PROBLEM DESCRIPTION: Below is a set of entries. Reproduce exactly the lines from the one containing "the white face" through the end, both included.

Entries taken from a collection:
——————
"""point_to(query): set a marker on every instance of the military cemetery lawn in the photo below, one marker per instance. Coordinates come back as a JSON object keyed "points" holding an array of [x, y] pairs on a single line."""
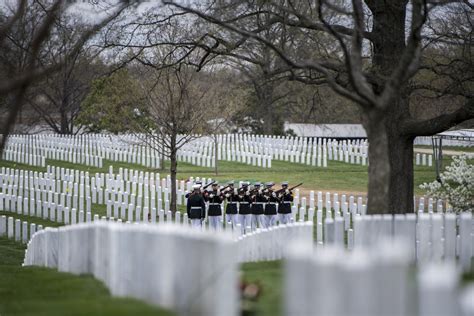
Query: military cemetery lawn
{"points": [[338, 176], [43, 291], [40, 291]]}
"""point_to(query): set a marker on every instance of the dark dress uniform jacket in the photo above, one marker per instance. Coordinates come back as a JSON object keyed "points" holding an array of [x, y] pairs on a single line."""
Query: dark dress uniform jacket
{"points": [[232, 202], [285, 203], [214, 204], [196, 200], [257, 207], [270, 207], [245, 201]]}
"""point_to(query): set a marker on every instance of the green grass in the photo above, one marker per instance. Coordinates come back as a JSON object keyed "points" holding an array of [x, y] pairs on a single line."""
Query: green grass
{"points": [[337, 176], [454, 148], [31, 219], [269, 276], [40, 291]]}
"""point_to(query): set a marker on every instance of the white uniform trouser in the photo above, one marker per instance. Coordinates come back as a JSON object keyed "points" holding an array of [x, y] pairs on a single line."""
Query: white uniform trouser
{"points": [[214, 222], [270, 220], [257, 220], [245, 220], [284, 218], [196, 223], [233, 219]]}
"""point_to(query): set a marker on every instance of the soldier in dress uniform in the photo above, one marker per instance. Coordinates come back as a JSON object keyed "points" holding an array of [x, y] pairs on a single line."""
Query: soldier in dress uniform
{"points": [[285, 198], [214, 211], [232, 204], [197, 183], [257, 206], [270, 205], [244, 206], [196, 207]]}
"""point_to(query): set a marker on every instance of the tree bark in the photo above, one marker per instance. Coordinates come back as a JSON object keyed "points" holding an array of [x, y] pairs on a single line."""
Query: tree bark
{"points": [[391, 187], [216, 147], [173, 172], [401, 188], [379, 163]]}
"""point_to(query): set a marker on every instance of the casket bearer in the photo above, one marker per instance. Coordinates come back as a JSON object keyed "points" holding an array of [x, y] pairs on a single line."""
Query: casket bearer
{"points": [[232, 204], [196, 207], [257, 206], [270, 205], [285, 196], [215, 199], [244, 206]]}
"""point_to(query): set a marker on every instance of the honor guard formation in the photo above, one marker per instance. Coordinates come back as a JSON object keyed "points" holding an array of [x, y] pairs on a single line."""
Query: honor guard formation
{"points": [[257, 206]]}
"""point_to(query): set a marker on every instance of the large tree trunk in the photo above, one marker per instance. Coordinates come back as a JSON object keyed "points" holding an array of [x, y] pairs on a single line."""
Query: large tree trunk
{"points": [[216, 147], [379, 164], [173, 172], [390, 187], [401, 173]]}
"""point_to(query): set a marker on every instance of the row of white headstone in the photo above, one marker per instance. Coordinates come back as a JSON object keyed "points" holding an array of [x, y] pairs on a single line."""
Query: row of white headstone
{"points": [[167, 265], [372, 281], [423, 160], [249, 149], [256, 150], [430, 236], [16, 229]]}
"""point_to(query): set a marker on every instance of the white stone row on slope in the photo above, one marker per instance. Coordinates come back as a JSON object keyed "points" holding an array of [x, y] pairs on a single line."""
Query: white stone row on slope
{"points": [[372, 282], [16, 229], [423, 160], [268, 244], [431, 237], [167, 265]]}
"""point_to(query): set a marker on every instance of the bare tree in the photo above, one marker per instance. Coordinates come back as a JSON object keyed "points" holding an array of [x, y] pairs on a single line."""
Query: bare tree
{"points": [[20, 57], [379, 47], [178, 110], [57, 98]]}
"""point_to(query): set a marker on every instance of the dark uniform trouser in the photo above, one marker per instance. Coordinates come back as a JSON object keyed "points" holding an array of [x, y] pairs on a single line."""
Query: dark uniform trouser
{"points": [[245, 215], [284, 212], [257, 215], [232, 213], [270, 214], [195, 215], [214, 214]]}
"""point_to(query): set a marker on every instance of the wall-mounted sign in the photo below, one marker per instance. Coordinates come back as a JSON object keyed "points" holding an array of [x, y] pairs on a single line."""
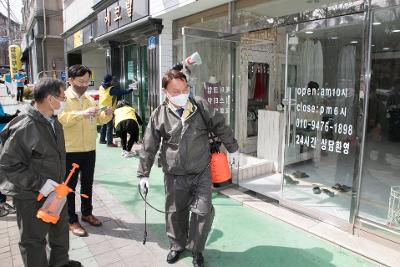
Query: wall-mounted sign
{"points": [[151, 42], [121, 13], [78, 39], [130, 70]]}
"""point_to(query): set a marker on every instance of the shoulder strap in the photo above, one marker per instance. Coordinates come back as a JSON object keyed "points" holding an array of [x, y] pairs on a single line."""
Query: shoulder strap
{"points": [[214, 144]]}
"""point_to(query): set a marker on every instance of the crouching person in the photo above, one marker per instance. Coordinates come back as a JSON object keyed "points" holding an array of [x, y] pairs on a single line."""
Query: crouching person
{"points": [[184, 158], [126, 121], [32, 161]]}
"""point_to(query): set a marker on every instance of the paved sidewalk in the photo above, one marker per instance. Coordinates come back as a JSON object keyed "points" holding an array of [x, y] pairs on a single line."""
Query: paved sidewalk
{"points": [[240, 236], [117, 243]]}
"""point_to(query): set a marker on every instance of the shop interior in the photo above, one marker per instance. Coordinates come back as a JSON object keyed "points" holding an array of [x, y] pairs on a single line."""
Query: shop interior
{"points": [[317, 168]]}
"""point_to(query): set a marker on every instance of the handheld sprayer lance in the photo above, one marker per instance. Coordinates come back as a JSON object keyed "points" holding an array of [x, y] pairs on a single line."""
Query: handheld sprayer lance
{"points": [[51, 209]]}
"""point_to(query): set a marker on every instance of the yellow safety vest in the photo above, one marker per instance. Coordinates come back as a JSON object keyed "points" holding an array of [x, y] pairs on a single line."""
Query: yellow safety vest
{"points": [[105, 99], [124, 113]]}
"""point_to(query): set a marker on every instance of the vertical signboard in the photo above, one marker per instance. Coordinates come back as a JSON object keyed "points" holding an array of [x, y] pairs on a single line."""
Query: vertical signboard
{"points": [[14, 53]]}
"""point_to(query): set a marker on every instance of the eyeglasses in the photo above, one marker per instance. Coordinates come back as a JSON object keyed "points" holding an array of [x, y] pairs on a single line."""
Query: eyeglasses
{"points": [[179, 91], [61, 98]]}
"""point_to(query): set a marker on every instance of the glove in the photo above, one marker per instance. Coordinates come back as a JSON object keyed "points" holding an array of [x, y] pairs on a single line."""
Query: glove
{"points": [[48, 187], [144, 184]]}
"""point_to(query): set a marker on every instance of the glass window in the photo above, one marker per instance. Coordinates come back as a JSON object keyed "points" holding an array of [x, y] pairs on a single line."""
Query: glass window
{"points": [[380, 192], [212, 78], [324, 65]]}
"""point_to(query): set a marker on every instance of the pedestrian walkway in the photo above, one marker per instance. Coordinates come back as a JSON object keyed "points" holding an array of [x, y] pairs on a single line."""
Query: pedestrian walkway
{"points": [[240, 236]]}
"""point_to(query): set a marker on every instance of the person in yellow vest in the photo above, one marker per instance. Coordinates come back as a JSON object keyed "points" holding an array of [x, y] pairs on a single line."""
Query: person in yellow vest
{"points": [[127, 121], [79, 119], [108, 97]]}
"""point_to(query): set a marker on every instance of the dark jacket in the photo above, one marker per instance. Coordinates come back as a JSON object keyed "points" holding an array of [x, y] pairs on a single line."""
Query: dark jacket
{"points": [[31, 153], [184, 146]]}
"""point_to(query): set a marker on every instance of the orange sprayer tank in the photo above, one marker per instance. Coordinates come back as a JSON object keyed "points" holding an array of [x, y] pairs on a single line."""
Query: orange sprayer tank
{"points": [[52, 207], [220, 173]]}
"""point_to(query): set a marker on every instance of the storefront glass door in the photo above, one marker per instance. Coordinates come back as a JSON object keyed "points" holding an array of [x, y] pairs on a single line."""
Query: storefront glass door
{"points": [[323, 70], [209, 59], [136, 78], [380, 186]]}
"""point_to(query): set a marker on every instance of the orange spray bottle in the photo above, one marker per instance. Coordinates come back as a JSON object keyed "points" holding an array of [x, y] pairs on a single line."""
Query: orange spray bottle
{"points": [[51, 209]]}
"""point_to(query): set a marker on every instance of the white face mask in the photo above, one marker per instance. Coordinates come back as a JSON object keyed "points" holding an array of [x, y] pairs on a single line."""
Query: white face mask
{"points": [[58, 110], [179, 100]]}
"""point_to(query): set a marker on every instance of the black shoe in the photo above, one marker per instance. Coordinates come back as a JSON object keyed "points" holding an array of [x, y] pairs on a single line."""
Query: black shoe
{"points": [[72, 263], [316, 190], [198, 260], [173, 255]]}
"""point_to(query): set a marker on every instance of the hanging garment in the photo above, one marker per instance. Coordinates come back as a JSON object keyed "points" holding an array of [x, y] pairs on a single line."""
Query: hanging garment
{"points": [[259, 89], [346, 78]]}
——————
ANSWER TO THIS TASK:
"""point_to(query): set a marker on every instance of the white face mask in the photo above, one marker per instance. Coordinates come back as a JSON object keyed "points" holding an array of [x, y] pairs on a single line."""
Query: white face mask
{"points": [[58, 110], [179, 100]]}
"""point_to(query): set a marker on every instance of the black shoe in the photo above, one marker per instance. Coordinates come back as a JSON object keyed "points" holding an array of [x, y] pairs on a single line."""
Query: black shoe
{"points": [[72, 263], [316, 190], [198, 260], [173, 255]]}
"""point_to(query): set a marker on every instance of the hanging garment in the photo above, one marker per instance. Coordinates come back as a JSON object keyed "points" holding an array of [x, y] pairs on a single line."""
Query: hanging garment
{"points": [[259, 89], [346, 78]]}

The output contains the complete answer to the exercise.